(Photo-based referring expression data)
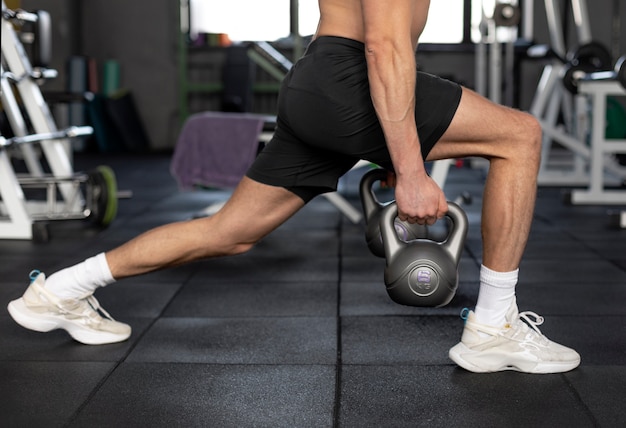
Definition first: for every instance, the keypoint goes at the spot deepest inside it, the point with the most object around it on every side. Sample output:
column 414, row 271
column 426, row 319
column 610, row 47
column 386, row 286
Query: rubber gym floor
column 300, row 332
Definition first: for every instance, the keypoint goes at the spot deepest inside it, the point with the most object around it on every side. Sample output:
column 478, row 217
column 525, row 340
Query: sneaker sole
column 43, row 323
column 456, row 354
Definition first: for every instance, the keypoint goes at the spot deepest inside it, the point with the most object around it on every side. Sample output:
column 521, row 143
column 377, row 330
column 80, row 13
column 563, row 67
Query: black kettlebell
column 372, row 209
column 423, row 272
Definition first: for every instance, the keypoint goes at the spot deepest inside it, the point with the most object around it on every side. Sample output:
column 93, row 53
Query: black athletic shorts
column 326, row 120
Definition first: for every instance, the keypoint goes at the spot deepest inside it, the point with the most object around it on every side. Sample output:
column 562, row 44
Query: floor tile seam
column 575, row 237
column 573, row 391
column 216, row 364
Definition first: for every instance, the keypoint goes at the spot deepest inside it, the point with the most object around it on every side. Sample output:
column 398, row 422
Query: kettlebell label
column 423, row 276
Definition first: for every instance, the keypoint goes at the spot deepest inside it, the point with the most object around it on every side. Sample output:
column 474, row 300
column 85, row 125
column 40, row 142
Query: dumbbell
column 506, row 15
column 589, row 58
column 575, row 75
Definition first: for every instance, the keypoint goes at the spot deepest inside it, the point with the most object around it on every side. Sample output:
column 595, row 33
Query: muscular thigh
column 479, row 128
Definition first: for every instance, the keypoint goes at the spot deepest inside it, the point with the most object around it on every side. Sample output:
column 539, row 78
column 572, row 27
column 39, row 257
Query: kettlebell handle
column 370, row 204
column 453, row 245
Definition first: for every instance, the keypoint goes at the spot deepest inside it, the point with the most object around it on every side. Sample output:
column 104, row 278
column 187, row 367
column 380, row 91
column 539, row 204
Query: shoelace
column 533, row 323
column 91, row 301
column 95, row 305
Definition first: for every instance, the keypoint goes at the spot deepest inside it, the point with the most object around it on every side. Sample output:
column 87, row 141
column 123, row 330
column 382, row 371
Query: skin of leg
column 511, row 141
column 253, row 211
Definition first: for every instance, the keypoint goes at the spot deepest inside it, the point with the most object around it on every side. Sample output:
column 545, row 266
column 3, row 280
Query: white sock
column 81, row 280
column 496, row 293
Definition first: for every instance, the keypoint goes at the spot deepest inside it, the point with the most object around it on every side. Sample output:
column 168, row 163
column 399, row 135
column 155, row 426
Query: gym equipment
column 372, row 210
column 563, row 114
column 499, row 26
column 68, row 195
column 588, row 59
column 423, row 272
column 602, row 151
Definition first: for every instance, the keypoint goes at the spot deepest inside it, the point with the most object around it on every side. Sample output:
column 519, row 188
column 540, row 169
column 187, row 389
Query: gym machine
column 556, row 98
column 36, row 139
column 499, row 26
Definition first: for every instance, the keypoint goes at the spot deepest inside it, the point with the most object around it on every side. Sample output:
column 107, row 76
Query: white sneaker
column 84, row 319
column 518, row 345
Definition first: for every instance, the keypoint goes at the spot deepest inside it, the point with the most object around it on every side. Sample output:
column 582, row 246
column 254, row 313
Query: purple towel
column 215, row 149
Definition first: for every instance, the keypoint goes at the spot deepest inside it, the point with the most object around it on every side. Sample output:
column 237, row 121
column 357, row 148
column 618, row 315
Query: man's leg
column 253, row 211
column 65, row 300
column 495, row 337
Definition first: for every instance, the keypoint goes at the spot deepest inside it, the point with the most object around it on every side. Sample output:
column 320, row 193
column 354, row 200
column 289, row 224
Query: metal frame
column 17, row 78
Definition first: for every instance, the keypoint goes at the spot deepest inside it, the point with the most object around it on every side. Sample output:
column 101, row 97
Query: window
column 270, row 19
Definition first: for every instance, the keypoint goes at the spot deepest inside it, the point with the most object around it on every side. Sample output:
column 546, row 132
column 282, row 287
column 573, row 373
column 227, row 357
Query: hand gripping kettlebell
column 372, row 210
column 423, row 272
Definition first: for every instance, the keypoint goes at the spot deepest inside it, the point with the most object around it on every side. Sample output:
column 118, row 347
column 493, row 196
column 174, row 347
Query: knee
column 527, row 135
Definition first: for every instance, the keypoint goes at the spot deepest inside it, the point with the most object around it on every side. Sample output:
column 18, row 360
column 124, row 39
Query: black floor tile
column 269, row 340
column 47, row 394
column 444, row 396
column 201, row 298
column 300, row 331
column 198, row 395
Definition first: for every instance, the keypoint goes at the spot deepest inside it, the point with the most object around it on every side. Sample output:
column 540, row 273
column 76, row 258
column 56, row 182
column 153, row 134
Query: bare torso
column 344, row 18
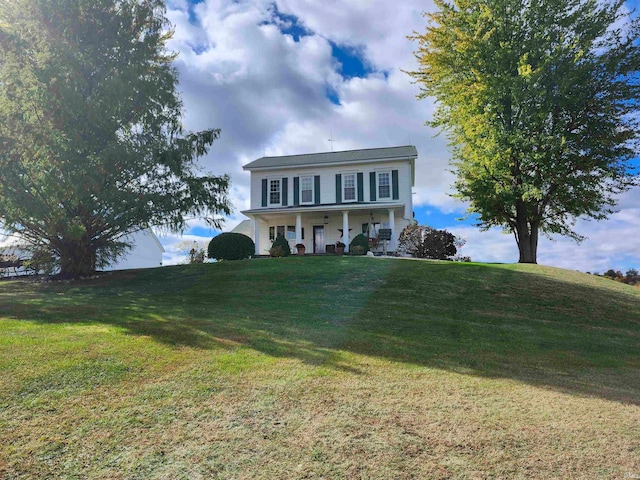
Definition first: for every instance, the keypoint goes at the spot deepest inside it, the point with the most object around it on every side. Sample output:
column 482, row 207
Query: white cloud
column 268, row 94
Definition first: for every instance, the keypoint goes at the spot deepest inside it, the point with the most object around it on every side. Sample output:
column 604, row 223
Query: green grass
column 321, row 367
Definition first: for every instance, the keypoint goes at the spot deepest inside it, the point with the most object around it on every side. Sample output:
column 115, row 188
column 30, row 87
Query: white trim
column 323, row 208
column 378, row 196
column 344, row 187
column 302, row 177
column 274, row 179
column 329, row 164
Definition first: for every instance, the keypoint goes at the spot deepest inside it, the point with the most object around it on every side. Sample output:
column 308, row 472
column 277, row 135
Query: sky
column 290, row 77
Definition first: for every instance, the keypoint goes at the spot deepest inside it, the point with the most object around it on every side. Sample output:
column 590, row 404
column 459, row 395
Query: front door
column 318, row 239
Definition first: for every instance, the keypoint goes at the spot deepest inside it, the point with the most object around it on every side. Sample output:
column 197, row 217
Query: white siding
column 328, row 180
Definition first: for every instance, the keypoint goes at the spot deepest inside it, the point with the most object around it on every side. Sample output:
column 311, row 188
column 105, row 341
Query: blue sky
column 282, row 77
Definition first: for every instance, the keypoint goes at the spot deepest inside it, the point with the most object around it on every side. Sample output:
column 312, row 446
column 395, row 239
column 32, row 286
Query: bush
column 426, row 242
column 276, row 252
column 359, row 245
column 231, row 246
column 281, row 242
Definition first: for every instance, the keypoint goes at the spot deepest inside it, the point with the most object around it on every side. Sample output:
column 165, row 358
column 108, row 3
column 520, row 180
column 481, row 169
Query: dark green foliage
column 92, row 146
column 540, row 103
column 426, row 242
column 281, row 243
column 231, row 246
column 359, row 245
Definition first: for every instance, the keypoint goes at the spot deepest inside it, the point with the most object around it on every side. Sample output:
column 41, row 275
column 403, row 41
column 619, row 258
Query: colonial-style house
column 323, row 198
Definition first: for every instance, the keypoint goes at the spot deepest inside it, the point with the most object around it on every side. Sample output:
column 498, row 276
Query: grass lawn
column 321, row 367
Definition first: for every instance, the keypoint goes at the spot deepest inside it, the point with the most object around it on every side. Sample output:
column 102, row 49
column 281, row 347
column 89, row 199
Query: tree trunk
column 77, row 260
column 526, row 236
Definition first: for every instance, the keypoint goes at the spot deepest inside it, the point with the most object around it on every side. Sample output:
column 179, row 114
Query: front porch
column 320, row 228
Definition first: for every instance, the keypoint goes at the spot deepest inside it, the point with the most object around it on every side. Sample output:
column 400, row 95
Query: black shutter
column 296, row 191
column 285, row 192
column 316, row 189
column 372, row 186
column 264, row 192
column 394, row 184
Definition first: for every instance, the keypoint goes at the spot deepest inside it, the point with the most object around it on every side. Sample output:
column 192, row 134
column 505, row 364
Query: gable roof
column 347, row 156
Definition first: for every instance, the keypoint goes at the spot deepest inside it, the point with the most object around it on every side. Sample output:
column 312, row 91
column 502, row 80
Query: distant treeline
column 630, row 278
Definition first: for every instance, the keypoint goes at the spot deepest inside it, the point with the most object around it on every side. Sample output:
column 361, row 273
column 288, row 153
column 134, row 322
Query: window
column 384, row 185
column 349, row 187
column 371, row 230
column 306, row 190
column 274, row 192
column 281, row 229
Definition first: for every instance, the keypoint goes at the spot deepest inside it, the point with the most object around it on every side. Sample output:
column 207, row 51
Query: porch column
column 256, row 234
column 298, row 228
column 392, row 226
column 345, row 230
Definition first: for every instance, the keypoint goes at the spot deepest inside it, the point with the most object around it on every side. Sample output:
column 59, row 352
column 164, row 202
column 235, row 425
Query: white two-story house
column 322, row 198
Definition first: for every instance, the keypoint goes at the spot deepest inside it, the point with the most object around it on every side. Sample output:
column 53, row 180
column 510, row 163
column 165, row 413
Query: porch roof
column 331, row 207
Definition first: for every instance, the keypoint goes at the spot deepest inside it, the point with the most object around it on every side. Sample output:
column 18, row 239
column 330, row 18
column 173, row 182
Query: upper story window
column 274, row 192
column 349, row 187
column 306, row 190
column 384, row 185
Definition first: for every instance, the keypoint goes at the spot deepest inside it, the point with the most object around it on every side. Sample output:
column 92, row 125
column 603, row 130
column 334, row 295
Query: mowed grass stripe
column 321, row 368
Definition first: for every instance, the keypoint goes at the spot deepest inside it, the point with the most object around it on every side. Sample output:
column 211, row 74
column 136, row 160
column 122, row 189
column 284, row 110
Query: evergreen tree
column 91, row 143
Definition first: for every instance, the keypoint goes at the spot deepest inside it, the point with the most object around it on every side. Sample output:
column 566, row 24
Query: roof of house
column 244, row 227
column 363, row 155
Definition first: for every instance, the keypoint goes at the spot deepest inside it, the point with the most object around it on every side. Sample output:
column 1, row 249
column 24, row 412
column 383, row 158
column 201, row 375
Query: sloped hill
column 321, row 367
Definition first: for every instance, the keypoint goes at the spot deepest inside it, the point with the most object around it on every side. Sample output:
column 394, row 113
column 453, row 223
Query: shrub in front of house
column 231, row 246
column 283, row 244
column 359, row 245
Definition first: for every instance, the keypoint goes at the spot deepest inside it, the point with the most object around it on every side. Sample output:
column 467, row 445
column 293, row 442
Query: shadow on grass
column 551, row 328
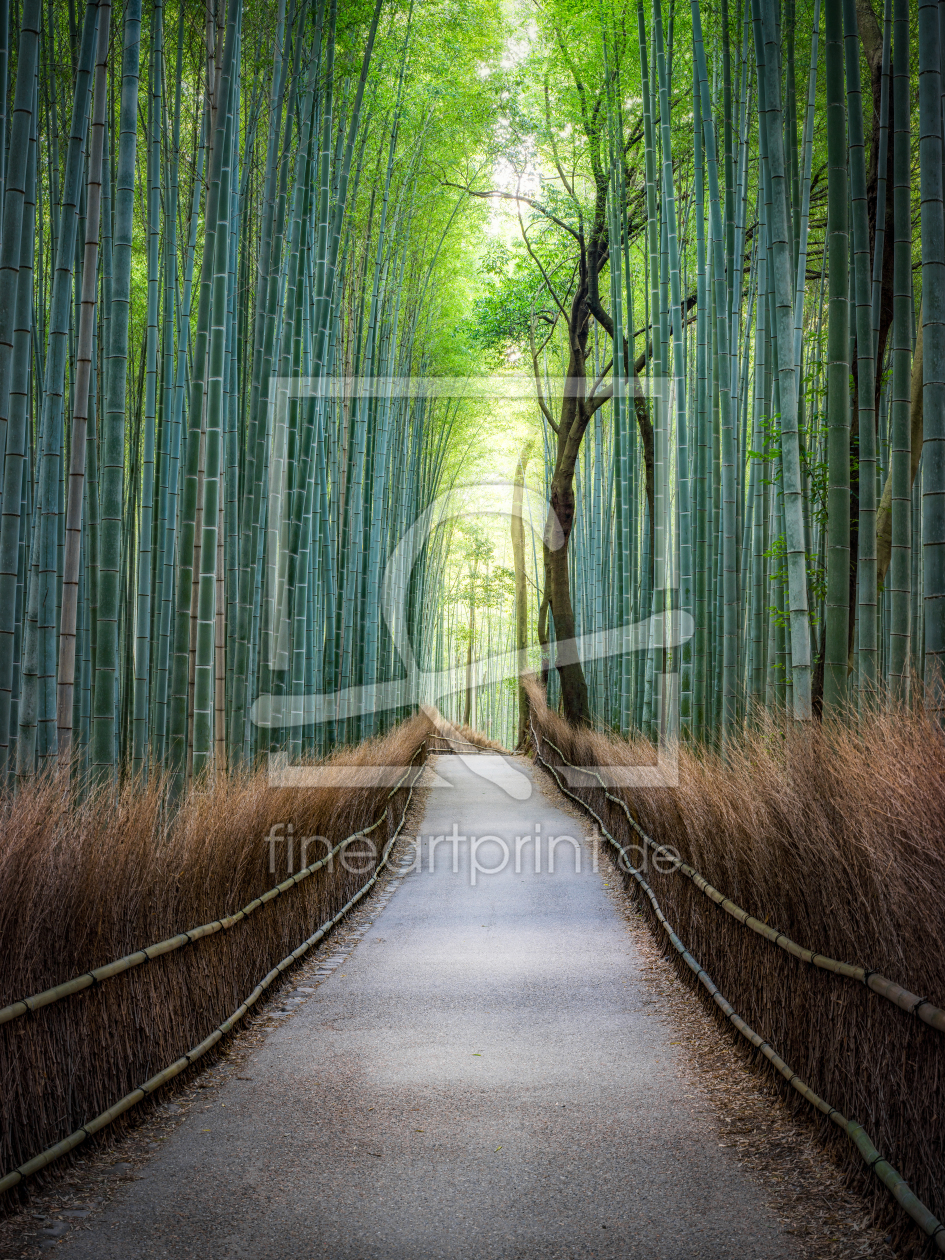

## Problem statement:
Looking at the records above, return exactly the lines from the line with "column 520, row 180" to the line with "column 619, row 258", both ends included.

## Written answer:
column 520, row 180
column 481, row 169
Query: dark green foliage
column 92, row 146
column 540, row 103
column 426, row 242
column 281, row 243
column 231, row 246
column 359, row 245
Definition first: for every instance, the keypoint goes at the spot deepest inside it, the point with the most object around it on every side. Sample output:
column 41, row 275
column 403, row 41
column 619, row 258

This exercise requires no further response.